(Записи для определения местоположения)
►

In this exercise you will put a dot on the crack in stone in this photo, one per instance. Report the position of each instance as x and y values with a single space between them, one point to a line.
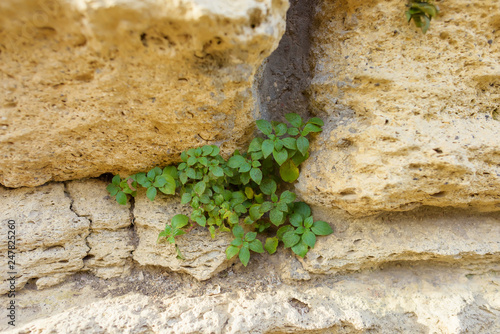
67 193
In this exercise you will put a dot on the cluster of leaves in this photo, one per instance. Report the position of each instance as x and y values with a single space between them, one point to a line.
422 12
241 194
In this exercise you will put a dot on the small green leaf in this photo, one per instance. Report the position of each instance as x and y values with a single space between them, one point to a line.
217 171
206 150
160 181
238 231
121 198
280 129
309 238
255 145
179 221
249 191
303 145
186 198
290 239
289 171
271 245
308 222
170 170
280 156
265 207
151 193
245 167
201 220
112 189
296 219
256 246
276 217
321 228
290 143
116 180
200 187
264 126
250 236
244 254
254 212
282 230
231 251
302 209
300 249
236 161
256 175
278 144
268 186
267 147
287 197
293 131
294 119
237 242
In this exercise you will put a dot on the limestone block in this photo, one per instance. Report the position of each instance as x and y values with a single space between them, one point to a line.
92 200
119 86
50 238
412 118
203 256
110 252
431 235
413 301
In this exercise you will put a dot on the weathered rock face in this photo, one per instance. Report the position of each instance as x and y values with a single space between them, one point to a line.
50 239
119 86
413 117
203 256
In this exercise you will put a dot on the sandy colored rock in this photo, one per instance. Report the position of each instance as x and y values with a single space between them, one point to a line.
91 199
50 238
412 118
120 86
111 241
431 235
110 252
411 300
203 256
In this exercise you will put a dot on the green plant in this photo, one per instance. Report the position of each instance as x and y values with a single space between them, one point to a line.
422 13
244 191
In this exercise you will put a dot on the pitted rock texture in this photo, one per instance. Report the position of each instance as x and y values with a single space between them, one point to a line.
111 240
411 299
50 238
431 235
412 118
120 86
203 256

◄

Замените во всех строках «put a dot» на «place a marker», остальное оставьте без изменений. Картинки в ответ не включайте.

In this exercise you will place a marker on the crack in stone in this photo, one per instance. Report the position of each instance as x and y values with a single space between them, one point to a line.
67 193
In this exercise you will place a marker on the cluster of leaves in this photo, one per instance. Report the position of each instance as x and y values with a single space between them, one point to a line.
422 12
241 194
In this exercise you will place a marker on the small green leaf in this photo, one per instance. Report the position of each instance as x and y values with a single space between them, one point to a line.
217 171
206 150
160 181
238 231
121 198
280 129
309 238
255 145
179 221
249 191
303 145
186 198
290 239
289 171
271 245
308 222
170 170
280 156
265 207
151 193
245 167
201 220
112 189
296 219
256 246
276 217
321 228
290 143
116 180
200 187
264 126
250 236
244 254
254 212
282 230
231 251
302 209
300 249
236 161
256 175
278 144
268 186
267 147
287 197
293 131
294 119
237 242
In this exercise you will place a marker on the limestone block in this photo, one per instance. Report the position of each instance as x and y values with a single space between them, one point to a line.
92 200
119 86
50 238
412 118
203 256
110 252
431 235
413 301
In this exercise you will place a marker on the weathered rock face in this photo, one per instance. Report the position of each instance as x and y values with a single space between them, one point to a line.
50 239
119 86
413 117
203 256
In this exercise you will place a marker on the sandy colored rock in this photo, one per instance. Report the position of each instance as x and y values with a single space between them, one point to a line.
91 199
50 238
412 118
120 86
111 241
431 235
110 252
411 300
203 256
In this exercise you will place a marker on the green plant in this photo, one per instance. Report the position of each instance as x and y values with a single space between them, one point to a line.
422 13
244 191
In this exercise you will place a marker on the pitted rock texture in this photo, one per instance. Report the position of each instance as x and y values with a single space between them, one point to a line.
111 240
411 299
50 238
431 235
412 118
120 86
203 256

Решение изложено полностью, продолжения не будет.